● Description of the task: Below are some entries; set them all down exactly.

● Exercise data:

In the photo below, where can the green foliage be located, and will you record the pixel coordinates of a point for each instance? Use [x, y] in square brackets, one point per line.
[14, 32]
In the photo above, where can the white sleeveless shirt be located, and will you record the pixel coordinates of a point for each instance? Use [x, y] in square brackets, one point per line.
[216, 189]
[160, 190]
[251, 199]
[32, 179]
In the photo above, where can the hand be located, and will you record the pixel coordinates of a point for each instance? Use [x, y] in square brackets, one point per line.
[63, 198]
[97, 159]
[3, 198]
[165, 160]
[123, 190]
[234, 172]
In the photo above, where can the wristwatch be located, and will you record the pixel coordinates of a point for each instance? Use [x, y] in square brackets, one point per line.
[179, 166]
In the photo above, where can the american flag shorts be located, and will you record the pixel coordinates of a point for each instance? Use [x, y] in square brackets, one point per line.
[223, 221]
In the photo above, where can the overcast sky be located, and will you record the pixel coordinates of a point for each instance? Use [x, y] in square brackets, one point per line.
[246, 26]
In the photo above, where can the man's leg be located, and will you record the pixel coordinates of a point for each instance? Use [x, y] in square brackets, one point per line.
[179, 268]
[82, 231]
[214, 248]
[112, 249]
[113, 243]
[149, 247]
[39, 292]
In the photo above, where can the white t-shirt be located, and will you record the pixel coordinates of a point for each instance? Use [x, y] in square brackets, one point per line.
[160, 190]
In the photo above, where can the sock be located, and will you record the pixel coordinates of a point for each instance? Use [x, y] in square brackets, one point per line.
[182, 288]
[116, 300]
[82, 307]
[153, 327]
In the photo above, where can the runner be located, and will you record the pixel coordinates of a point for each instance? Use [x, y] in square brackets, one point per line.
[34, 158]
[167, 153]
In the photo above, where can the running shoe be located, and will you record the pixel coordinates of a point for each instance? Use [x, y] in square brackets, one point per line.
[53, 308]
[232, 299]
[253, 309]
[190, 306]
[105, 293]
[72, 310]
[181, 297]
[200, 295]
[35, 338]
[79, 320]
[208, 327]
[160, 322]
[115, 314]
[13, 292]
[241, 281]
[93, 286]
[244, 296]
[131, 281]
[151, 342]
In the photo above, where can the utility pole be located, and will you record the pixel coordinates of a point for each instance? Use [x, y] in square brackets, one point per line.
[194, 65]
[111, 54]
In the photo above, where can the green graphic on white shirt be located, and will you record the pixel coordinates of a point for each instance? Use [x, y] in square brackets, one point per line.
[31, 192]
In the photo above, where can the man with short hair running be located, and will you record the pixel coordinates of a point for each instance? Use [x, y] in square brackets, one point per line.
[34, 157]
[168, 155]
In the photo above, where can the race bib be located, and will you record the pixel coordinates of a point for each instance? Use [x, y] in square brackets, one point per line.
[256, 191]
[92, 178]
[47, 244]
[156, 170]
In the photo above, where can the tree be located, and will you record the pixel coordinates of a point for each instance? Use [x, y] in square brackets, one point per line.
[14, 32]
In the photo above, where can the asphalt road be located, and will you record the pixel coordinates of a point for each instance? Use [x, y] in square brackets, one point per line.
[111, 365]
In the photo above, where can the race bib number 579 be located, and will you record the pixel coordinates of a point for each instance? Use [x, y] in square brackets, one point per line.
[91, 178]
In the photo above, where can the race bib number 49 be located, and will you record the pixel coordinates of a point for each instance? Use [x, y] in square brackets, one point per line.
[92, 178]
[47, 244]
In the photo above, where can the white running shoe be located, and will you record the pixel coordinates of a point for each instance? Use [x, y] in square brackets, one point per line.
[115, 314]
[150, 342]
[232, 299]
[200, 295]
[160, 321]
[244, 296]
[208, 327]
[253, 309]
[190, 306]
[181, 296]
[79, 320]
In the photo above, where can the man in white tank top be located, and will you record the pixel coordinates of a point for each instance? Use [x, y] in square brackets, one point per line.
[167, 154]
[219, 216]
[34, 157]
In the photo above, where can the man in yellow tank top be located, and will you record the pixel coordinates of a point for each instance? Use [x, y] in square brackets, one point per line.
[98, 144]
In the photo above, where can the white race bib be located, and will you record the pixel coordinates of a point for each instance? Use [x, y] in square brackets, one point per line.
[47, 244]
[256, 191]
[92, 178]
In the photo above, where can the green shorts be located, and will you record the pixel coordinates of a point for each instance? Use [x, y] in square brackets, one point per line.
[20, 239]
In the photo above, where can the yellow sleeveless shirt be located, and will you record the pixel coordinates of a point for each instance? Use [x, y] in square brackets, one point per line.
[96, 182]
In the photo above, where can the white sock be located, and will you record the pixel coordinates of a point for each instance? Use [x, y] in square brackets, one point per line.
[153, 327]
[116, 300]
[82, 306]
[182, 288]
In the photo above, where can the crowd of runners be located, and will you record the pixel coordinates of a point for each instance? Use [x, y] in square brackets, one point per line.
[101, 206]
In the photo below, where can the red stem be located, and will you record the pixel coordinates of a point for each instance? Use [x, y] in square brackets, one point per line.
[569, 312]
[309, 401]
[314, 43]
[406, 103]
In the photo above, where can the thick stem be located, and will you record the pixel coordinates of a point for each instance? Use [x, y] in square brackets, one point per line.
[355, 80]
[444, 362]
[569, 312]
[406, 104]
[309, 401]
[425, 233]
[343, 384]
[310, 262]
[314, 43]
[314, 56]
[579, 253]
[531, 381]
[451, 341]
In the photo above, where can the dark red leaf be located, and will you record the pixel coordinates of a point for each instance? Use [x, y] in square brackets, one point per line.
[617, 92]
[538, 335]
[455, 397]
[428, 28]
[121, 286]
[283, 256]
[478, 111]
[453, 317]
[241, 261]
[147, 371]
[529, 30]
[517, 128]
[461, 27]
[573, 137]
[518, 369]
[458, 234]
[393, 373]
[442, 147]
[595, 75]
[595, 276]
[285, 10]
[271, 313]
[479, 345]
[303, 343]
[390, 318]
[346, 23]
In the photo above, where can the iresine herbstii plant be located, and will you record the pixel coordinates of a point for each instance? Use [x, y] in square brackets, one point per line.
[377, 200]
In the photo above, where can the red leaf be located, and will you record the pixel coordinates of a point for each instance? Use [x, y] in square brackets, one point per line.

● Solution to this exercise:
In the photo below, where can the green foliage be located, and will you record the pixel coordinates of a point for each instance? Use [x, y] in square brackets, one point per line.
[14, 32]
In the photo above, where can the white sleeveless shirt be located, and will you record the pixel coordinates of a point for each instance? Use [x, y] in square brackets, one point per line.
[216, 189]
[160, 190]
[251, 199]
[32, 179]
In the photo above, where can the hand be located, and will you record the pixel coordinates of a point for each instance? Use [x, y] in square brackets, one point per line.
[63, 198]
[97, 159]
[3, 198]
[165, 160]
[123, 190]
[234, 172]
In the photo above, where can the wristwatch be located, and will you record the pixel coordinates of a point for each instance? Use [x, y] in square brackets, one point per line.
[179, 166]
In the photo above, where can the american flag shorts be located, and will you record the pixel coordinates of a point for each instance? Use [x, y] in square brackets, one point per line.
[223, 221]
In the photo above, where can the overcast sky be located, and will you record the pixel coordinates of a point for each instance? Use [x, y] in square brackets, one point per line.
[246, 26]
In the photo above, where can the man's leg be located, and will you record the pixel coordinates of a point for each instance? Use [x, y] in square brackets, one point per line.
[179, 268]
[82, 231]
[214, 248]
[112, 249]
[113, 243]
[149, 247]
[39, 292]
In the photo above, where can the white t-shirt be located, and will you record the pixel coordinates of a point for each instance? Use [x, y] in square brackets, one point per line.
[160, 190]
In the photo above, where can the sock be located, and will you record the pixel coordinates of a point for each instance? Use [x, y] in square brackets, one point per line.
[182, 288]
[116, 300]
[82, 307]
[153, 327]
In the photo above, where can the runner be located, and will you record the pixel coordinates of a point for each instance? Use [x, y] in square brackets, one point per line.
[34, 158]
[167, 153]
In the photo above, where can the running shoe be located, and will you record the pixel coordinates of a point for each instance? Use [x, y] in square brackets, one point per line.
[53, 308]
[232, 299]
[253, 309]
[190, 306]
[105, 293]
[72, 310]
[181, 297]
[200, 295]
[35, 338]
[79, 320]
[208, 327]
[160, 322]
[115, 314]
[13, 292]
[241, 281]
[93, 286]
[244, 296]
[131, 281]
[151, 342]
In the photo above, where can the utility pole be located, and will you record the pixel coordinates of a point for each instance? Use [x, y] in square brackets, one point per line.
[194, 65]
[111, 54]
In the photo above, where can the green graphic on white shirt be located, and will you record the pixel coordinates of a point for each instance? Use [x, y] in square brackets, one point per line.
[31, 192]
In the photo above, where can the man with short hair running be located, and will you record the pixel coordinates of a point for each instance? Use [x, y] in square brackets, one point per line.
[34, 157]
[168, 155]
In the photo above, where can the race bib be located, and will you record the pixel coordinates of a point for each instance? Use [x, y] in square brackets, one point per line.
[256, 191]
[92, 178]
[47, 244]
[156, 170]
In the photo above, where can the tree be located, and will you record the pixel coordinates of a point for each instance? Use [x, y] in square brackets, one point per line.
[14, 32]
In the photo above, where can the asphalt road be located, and will you record the pixel coordinates of a point for each instance? Use [x, y] in square brackets, one point per line.
[111, 365]
In the photo above, where can the race bib number 579 be located, and will you record the pixel coordinates of a point for each instance? Use [x, y] in square brackets, one point per line.
[91, 178]
In the photo above, where can the race bib number 49 be located, and will you record the pixel coordinates of a point for each instance? Use [x, y] in square brackets, one point per line.
[92, 178]
[47, 244]
In the photo above, where can the white running shoe be located, and will you record the pixel coordinates of a point for each instance? Use [x, y] in square brackets, one point per line.
[115, 314]
[150, 342]
[232, 299]
[200, 295]
[160, 321]
[244, 296]
[208, 327]
[253, 309]
[190, 306]
[181, 296]
[79, 320]
In the photo above, where can the man in white tank top be located, and will you record the pixel coordinates of a point for each instance? Use [x, y] in square brackets, one point per line.
[167, 154]
[219, 216]
[34, 157]
In the photo above, where can the man in yellow tank top be located, and will you record the pixel coordinates of a point for each instance? Use [x, y] in square brackets, one point per line.
[98, 144]
In the photo above, where can the white race bib be located, and will you record the pixel coordinates of a point for each instance? Use [x, y] in square brackets, one point per line.
[47, 244]
[256, 191]
[92, 178]
In the photo above, where can the green shorts be located, and will you record the pixel coordinates of a point for each instance? Use [x, y] in square brackets, one point per line.
[20, 239]
In the photo above, where can the yellow sleeveless shirt be located, and will you record the pixel coordinates of a point for each instance? Use [x, y] in square brackets, one point per line.
[96, 182]
In the photo above, where can the white sock be located, and will you record the pixel coordinates of a point for each instance? Use [x, y] in square brackets, one point per line.
[153, 327]
[116, 300]
[82, 306]
[182, 288]
In the photo above, where can the crowd of runners be located, and will you record the pixel coordinates of a point for each instance? Use [x, y] in square brackets, one point per line.
[101, 206]
In the photo below, where can the red stem be located, and will you record the pixel coordinates of a point for each instance? Use [x, y] in square brackets, one point per line.
[569, 312]
[309, 401]
[314, 43]
[406, 103]
In the photo above, where can the thick stem be located, and will you record the pixel coordinates of a point for each instance? Use [x, y] in square brackets, one point per line.
[355, 80]
[444, 362]
[569, 312]
[406, 104]
[309, 401]
[425, 233]
[343, 384]
[310, 262]
[314, 43]
[314, 56]
[579, 253]
[531, 381]
[451, 341]
In the photo above, where can the dark red leaf be located, and will you record the pixel coordinates of a point for each instance? Use [x, y] in square brackets, one point per line.
[617, 92]
[538, 335]
[455, 397]
[428, 28]
[121, 286]
[283, 256]
[478, 111]
[453, 317]
[241, 261]
[147, 371]
[529, 30]
[517, 128]
[461, 27]
[573, 137]
[518, 369]
[458, 234]
[393, 373]
[442, 147]
[595, 75]
[595, 276]
[285, 10]
[271, 313]
[479, 345]
[303, 343]
[390, 318]
[346, 23]
In the photo above, where can the iresine herbstii plant be located, and will you record the pixel coordinates of a point for each instance? Use [x, y] in square brackets, one point per line.
[377, 200]
In the photo above, where can the red leaf be located, and will you record the pixel coordinates of a point for each instance? Use [x, y] in square brackets, one point per line.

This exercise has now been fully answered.